**EXERCISE BRIEF**
Repeat verbatim every line of the material, beginning at the line that holds "In the photograph above, where can the shadow" and ending at its last line.

"""

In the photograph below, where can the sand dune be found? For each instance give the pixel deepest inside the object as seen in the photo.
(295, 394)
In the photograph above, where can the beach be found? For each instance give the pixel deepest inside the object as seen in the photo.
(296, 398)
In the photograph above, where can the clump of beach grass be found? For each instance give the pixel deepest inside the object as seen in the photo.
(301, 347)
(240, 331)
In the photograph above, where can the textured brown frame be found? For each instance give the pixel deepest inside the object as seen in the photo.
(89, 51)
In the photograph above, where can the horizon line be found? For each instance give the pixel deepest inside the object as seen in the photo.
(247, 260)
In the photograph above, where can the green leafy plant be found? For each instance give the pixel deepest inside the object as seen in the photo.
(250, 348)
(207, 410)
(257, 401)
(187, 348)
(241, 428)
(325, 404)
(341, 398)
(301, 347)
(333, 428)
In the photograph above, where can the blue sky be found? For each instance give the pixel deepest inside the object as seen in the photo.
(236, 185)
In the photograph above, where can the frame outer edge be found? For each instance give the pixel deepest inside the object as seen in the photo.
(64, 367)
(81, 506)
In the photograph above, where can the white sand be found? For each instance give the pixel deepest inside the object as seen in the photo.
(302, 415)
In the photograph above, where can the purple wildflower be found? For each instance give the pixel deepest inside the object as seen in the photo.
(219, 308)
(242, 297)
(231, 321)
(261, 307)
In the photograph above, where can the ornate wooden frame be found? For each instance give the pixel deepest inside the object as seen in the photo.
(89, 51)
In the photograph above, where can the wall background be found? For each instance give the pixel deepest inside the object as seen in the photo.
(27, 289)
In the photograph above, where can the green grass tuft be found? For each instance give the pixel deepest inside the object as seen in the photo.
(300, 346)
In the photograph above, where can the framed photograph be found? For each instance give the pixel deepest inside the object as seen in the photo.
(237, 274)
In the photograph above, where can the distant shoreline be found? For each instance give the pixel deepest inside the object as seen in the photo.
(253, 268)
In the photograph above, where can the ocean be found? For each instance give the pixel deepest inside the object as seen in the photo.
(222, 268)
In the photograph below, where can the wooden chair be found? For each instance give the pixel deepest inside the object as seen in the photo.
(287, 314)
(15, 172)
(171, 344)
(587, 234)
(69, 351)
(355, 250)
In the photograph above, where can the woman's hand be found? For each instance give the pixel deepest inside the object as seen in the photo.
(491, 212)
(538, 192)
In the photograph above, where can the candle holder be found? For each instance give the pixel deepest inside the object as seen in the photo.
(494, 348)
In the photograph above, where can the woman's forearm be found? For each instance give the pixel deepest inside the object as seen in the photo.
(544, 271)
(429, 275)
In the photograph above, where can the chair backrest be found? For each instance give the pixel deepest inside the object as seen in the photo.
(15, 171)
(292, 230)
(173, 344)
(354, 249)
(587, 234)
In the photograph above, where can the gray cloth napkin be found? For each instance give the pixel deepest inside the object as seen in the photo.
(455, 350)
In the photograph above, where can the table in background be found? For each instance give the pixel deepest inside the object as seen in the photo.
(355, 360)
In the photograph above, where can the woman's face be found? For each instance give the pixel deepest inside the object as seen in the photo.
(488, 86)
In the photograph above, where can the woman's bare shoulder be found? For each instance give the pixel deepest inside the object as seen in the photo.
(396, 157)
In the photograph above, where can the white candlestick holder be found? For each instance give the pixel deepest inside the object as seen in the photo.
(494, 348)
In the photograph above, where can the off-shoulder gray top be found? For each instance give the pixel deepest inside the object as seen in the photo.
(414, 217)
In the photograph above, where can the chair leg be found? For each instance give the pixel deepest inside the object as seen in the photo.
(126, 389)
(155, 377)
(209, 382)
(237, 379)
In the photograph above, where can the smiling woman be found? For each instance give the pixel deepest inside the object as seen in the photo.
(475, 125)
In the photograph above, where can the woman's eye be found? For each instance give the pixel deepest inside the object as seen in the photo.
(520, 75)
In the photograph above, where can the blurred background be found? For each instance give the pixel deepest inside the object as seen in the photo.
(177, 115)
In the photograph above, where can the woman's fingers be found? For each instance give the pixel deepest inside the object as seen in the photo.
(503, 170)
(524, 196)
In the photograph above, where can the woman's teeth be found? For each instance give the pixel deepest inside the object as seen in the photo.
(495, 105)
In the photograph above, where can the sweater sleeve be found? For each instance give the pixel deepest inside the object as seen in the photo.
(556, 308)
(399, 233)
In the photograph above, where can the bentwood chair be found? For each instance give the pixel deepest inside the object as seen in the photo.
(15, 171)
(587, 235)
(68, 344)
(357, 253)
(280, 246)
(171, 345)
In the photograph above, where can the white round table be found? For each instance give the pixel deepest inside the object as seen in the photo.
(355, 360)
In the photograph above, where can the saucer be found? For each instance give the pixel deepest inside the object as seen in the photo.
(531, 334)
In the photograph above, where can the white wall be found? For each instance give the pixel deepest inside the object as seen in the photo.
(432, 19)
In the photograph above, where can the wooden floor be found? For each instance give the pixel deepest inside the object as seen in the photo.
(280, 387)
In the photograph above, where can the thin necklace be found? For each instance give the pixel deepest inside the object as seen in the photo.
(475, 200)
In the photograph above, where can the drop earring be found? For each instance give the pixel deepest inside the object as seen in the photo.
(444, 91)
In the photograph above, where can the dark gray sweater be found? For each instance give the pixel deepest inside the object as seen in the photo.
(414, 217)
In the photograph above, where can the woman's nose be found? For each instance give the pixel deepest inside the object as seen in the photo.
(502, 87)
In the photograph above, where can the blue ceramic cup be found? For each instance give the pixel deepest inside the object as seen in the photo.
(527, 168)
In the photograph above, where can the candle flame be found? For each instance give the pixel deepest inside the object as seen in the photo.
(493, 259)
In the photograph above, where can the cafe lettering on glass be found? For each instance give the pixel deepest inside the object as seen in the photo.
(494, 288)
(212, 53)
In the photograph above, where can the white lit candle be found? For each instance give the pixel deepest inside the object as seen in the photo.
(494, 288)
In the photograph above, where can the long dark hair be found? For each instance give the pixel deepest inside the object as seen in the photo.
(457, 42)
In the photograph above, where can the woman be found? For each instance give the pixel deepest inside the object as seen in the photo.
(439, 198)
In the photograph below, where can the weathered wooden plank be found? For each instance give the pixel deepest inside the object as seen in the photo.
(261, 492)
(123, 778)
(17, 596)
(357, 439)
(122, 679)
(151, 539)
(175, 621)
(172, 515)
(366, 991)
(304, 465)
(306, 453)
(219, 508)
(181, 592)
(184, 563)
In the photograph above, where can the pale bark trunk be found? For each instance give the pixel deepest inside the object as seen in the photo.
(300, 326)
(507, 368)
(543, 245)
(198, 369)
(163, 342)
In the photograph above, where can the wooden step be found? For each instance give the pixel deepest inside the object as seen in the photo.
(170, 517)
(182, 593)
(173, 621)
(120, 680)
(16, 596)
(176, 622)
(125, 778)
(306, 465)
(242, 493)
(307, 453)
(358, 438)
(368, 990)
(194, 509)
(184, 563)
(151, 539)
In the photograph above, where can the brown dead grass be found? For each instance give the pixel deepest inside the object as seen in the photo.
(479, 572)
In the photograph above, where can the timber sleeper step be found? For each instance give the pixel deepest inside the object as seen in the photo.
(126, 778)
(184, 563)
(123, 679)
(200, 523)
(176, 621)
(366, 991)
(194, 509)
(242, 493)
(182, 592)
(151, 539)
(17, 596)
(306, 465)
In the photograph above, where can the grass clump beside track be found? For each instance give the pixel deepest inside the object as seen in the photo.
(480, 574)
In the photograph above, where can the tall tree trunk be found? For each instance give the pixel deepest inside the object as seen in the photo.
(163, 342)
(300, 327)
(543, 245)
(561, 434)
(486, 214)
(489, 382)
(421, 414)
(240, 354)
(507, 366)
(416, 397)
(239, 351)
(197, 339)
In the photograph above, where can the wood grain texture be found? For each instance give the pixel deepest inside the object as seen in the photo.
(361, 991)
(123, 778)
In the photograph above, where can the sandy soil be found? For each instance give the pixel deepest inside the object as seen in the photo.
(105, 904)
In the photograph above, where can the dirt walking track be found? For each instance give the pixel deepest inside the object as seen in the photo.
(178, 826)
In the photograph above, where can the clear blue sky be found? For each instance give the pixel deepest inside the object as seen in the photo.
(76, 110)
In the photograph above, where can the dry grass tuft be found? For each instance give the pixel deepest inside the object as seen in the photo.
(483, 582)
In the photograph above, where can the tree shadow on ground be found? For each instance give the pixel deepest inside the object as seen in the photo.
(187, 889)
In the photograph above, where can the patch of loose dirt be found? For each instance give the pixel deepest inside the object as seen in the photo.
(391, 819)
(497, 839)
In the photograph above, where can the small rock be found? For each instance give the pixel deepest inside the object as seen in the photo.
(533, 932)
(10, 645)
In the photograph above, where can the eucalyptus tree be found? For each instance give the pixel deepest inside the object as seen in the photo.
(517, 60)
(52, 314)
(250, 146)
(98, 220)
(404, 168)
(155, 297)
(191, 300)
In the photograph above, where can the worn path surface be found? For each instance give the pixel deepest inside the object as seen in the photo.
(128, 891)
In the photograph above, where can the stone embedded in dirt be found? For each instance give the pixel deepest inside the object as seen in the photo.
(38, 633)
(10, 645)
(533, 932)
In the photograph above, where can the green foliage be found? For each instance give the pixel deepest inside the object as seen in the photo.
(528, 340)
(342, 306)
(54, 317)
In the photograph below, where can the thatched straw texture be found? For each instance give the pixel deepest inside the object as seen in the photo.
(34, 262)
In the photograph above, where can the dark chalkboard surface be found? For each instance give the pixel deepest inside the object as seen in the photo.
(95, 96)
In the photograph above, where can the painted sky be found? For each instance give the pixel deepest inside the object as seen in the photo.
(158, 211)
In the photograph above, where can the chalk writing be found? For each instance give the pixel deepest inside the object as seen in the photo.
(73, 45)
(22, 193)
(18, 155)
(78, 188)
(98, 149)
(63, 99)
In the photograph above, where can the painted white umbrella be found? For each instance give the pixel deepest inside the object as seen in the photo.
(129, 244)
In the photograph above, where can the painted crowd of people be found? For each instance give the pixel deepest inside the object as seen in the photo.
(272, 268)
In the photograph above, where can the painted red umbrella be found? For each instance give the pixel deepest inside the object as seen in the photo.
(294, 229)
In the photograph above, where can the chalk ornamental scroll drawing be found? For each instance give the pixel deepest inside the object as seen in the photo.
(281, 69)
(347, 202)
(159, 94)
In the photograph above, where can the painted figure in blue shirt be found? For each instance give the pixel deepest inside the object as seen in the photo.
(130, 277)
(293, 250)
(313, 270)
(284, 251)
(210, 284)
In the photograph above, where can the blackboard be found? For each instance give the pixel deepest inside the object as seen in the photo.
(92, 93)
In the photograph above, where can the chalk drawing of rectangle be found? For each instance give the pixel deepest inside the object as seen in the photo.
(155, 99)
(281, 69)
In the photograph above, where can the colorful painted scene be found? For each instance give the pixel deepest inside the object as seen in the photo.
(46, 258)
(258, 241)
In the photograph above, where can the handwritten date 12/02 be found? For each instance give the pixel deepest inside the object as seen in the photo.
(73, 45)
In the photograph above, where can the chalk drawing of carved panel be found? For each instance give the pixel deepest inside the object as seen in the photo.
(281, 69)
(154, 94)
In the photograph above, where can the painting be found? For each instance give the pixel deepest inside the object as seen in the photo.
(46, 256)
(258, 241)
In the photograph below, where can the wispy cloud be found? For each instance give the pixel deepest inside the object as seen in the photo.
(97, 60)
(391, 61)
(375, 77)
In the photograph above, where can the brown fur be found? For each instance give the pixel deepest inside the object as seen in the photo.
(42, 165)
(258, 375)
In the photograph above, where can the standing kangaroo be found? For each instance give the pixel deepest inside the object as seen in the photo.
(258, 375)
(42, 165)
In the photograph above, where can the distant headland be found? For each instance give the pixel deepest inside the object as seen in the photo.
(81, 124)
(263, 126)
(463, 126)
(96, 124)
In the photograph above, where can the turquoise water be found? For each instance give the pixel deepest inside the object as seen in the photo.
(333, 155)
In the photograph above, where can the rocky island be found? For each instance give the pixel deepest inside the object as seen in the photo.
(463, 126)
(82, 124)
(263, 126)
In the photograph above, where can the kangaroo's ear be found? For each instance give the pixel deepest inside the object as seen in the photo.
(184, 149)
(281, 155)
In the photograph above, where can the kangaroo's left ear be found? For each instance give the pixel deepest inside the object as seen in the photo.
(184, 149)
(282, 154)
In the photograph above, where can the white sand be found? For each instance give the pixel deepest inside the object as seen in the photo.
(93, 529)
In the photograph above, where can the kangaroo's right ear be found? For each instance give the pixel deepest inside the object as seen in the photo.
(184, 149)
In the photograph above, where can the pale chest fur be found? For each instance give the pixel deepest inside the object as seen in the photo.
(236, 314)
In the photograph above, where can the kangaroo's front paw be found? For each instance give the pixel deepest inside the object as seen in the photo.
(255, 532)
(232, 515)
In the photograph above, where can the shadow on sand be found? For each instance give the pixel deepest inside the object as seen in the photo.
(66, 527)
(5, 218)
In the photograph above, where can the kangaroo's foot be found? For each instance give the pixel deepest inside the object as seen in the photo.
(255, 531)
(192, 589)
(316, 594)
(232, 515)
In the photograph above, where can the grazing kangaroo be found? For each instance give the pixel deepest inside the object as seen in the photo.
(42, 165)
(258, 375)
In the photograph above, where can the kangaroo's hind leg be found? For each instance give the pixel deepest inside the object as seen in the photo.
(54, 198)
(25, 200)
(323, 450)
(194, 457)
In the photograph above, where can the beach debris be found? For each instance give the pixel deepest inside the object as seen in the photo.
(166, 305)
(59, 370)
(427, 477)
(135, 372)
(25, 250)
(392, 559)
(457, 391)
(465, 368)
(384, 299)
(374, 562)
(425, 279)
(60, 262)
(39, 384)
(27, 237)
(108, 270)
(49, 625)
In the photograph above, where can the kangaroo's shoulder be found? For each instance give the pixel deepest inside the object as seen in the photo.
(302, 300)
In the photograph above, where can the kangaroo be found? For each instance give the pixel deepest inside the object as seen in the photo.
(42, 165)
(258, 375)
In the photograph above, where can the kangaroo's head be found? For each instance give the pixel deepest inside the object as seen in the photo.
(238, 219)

"""

**TASK ANSWER**
In the photograph above, where can the shadow on sand be found? For each instance give the pixel deepest inside the object as seen in the photo.
(66, 527)
(5, 218)
In the photograph above, where can the kangaroo's foot be found? For each instance give the pixel deepest inside the object as seen in the photo.
(255, 531)
(192, 589)
(316, 594)
(232, 515)
In the photograph above, where can the grazing kangaroo be found? For each instance give the pixel deepest inside the object as seen in the photo.
(42, 165)
(258, 375)
In the photograph above, where can the kangaroo's hind leg be found? For each instance give the pixel deepest inside the object as seen in the photo.
(54, 198)
(25, 200)
(323, 450)
(194, 457)
In the photograph above, where can the beach debris be found? For each instance give the pixel deepest inside the object as seen in the photo.
(166, 305)
(59, 370)
(427, 477)
(135, 372)
(25, 250)
(392, 559)
(457, 391)
(465, 368)
(384, 299)
(374, 562)
(425, 279)
(60, 262)
(39, 384)
(27, 237)
(108, 270)
(49, 625)
In the photograph above, where can the kangaroo's shoulder be found? For each instance give the pixel deepest inside the object as seen in the photo.
(302, 300)
In the photograph above, where can the kangaroo be found? For each instance give the pixel deepest inside the object as seen in the photo.
(42, 165)
(258, 375)
In the photograph above, where can the kangaroo's head be found? For each instance give the pixel deepest inside the object as seen in the photo.
(238, 219)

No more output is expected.